● **Text segment**:
Yes. It's not hard to prove it without a computer. If you inspect the expression for R as a function of x for this specific y(x), you can see that the denominator attains its maximum value at the same point that the numerator attains its minimum value.

I'm not sure what you are saying here. What curve are you referring to?

Last edited: Jul 26, 2017
8. Jul 26, 2017

### Pushoam

I am referring to that curve for which I have calculated Rmn.
I have got Rmn at that point for which Sine function has its local maximum. At the point of local maximum the slope is zero. Slope being zero implies that the curve is a straight line.

Last edited: Jul 26, 2017
9. Jul 26, 2017

### TSny

Why wouldn't a slope of 1 also imply that the curve is a straight line?
Knowing the value of the slope of a curve at some point does not tell you anything about the curvature at that point. Rotating the whole curve rigidly would change the slope values but would not change the curvature values.

10. Jul 26, 2017

### Pushoam

What I want to say that even the upper part of a circle has maximum at some point say(x0 , y0 ). And if I use the above formula for calculating the Radius of curvature , then around (x0 , y0 ), the curve is a straight line with slope zero and a straight line has an infinte radius of curvature. I am having some confusion here.

● **Brief**:
Reproduce everything in the curvature thread above from "I have got Rmn" down to "a straight line.".

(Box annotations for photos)
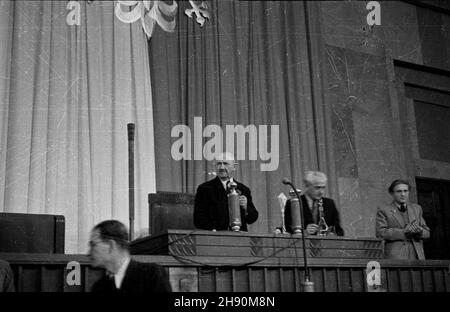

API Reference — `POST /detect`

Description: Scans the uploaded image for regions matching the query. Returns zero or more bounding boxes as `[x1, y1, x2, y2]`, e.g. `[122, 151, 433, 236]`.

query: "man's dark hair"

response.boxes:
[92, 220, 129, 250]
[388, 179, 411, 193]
...
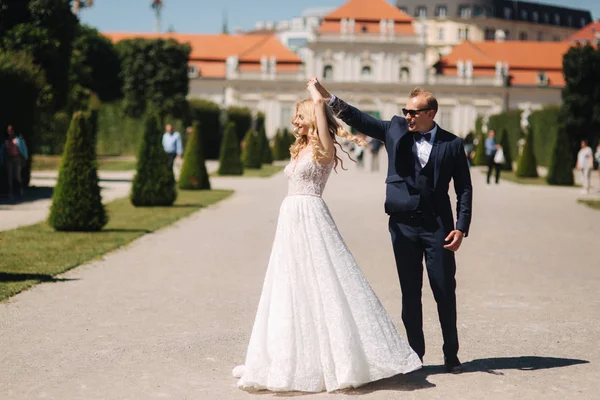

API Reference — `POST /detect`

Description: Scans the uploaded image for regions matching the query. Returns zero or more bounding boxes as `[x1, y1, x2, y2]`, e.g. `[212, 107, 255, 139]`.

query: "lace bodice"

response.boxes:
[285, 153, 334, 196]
---
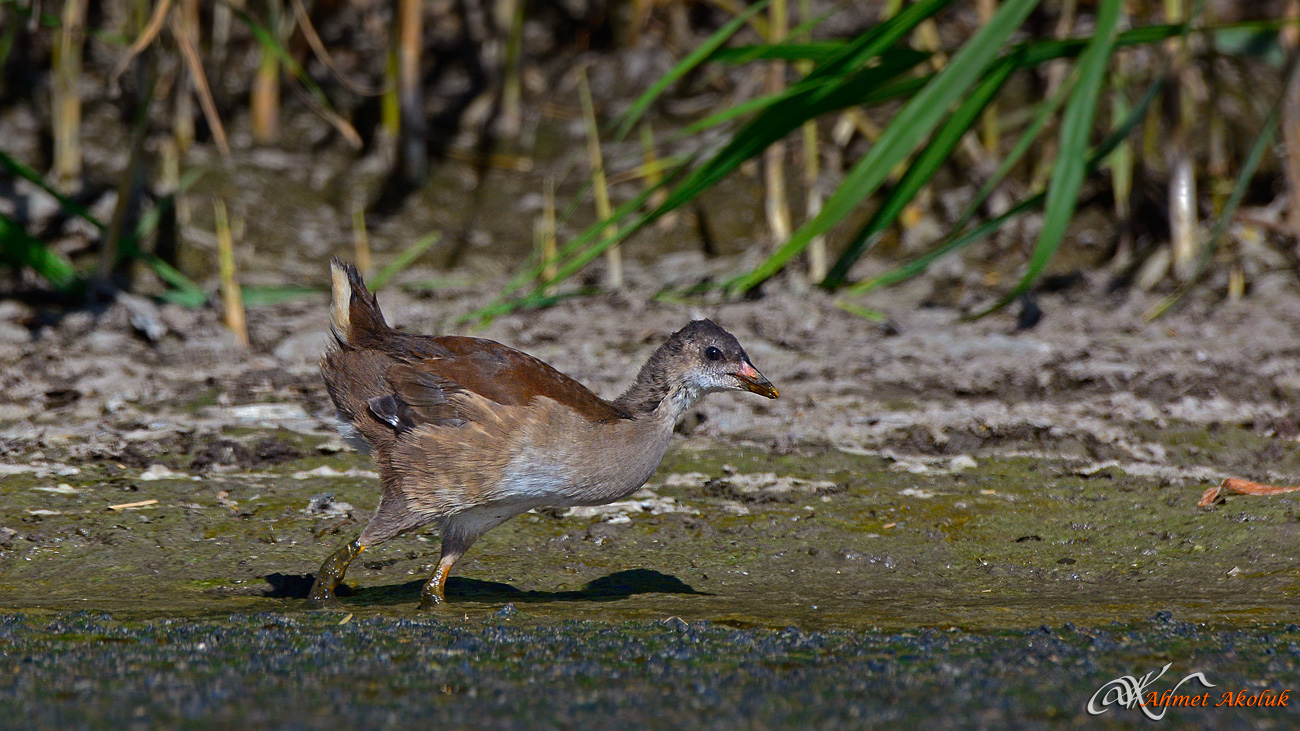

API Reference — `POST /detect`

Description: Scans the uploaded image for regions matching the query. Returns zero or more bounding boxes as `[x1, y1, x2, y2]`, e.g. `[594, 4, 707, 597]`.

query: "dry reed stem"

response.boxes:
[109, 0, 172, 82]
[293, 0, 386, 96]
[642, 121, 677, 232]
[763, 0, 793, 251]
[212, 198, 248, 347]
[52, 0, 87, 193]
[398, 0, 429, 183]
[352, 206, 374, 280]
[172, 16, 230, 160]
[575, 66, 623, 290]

● **Correct response**:
I have got Rmn at that point for which Sine function has its local maximum. At the point of local maximum the slope is zero. Slope being zero implies that the curve is a straight line.